YOUR GOAL
Copy the entries below in full, keeping them exactly as they are.

(Region pointing data)
——————

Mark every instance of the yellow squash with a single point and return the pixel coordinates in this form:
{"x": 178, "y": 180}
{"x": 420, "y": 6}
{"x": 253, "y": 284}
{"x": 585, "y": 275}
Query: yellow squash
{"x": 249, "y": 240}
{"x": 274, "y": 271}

——————

SOLUTION FOR THIS EXERCISE
Mark every instance of the yellow squash with a single point and return the pixel coordinates in this form:
{"x": 178, "y": 180}
{"x": 420, "y": 6}
{"x": 253, "y": 284}
{"x": 585, "y": 275}
Query: yellow squash
{"x": 249, "y": 240}
{"x": 274, "y": 271}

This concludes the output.